▶ [Task prompt] Only the lines from the one containing "Note to the class: identify the winding" to the end of the records should be given again, word for word and in full.

▶ [Data extracted from a collection]
________________

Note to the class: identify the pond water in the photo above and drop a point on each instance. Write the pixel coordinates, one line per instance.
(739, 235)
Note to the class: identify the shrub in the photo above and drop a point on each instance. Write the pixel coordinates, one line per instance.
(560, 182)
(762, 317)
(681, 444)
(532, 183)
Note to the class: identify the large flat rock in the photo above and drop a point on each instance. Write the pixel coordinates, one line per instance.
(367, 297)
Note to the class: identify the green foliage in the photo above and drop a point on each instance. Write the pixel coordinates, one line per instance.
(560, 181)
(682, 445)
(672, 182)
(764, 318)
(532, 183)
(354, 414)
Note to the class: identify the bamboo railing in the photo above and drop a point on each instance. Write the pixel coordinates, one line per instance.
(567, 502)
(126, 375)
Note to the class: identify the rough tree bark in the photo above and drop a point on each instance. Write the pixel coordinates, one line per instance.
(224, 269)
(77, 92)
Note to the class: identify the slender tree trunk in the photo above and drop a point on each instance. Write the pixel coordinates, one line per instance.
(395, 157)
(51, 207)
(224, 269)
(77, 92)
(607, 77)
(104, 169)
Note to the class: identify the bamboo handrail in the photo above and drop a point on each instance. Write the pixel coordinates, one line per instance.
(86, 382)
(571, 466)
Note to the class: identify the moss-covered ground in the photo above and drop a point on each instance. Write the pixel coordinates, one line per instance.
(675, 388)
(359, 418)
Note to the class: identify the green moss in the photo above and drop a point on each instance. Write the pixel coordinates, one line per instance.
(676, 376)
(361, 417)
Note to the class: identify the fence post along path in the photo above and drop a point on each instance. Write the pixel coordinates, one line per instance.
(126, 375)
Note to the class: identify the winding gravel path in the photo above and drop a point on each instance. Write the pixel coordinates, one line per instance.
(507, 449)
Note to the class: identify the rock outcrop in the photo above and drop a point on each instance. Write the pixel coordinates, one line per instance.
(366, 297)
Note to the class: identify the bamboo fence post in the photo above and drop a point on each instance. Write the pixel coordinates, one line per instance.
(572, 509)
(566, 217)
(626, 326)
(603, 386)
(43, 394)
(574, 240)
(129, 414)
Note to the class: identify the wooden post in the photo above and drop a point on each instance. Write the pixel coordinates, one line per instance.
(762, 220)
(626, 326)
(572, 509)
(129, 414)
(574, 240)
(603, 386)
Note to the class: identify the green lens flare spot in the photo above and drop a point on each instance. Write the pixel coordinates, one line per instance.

________________

▶ [Task result]
Note to the class: identify the winding gravel path in the photo above and drop a point on each instance. Write the pixel coordinates, one line per instance.
(507, 449)
Note to the class: identify the rock outcrop in the photo above and drop a point on each instance. Write the pixel coordinates, one line per instance.
(366, 297)
Note to the class: identify the bamboo fence post in the photo above and drop a point on each instance. Write the pixel coordinates, one line per instance.
(572, 509)
(566, 217)
(626, 326)
(603, 386)
(43, 394)
(574, 240)
(129, 414)
Note to the class: identify the wooden post in the photo above and drop a point on each instance. Write the pixel coordinates, one line per instance.
(762, 220)
(626, 326)
(572, 509)
(129, 414)
(574, 240)
(603, 386)
Note to the class: identify the green lens flare spot in the photo above and drop a point on each instance. Write the pixel coordinates, one line per instance.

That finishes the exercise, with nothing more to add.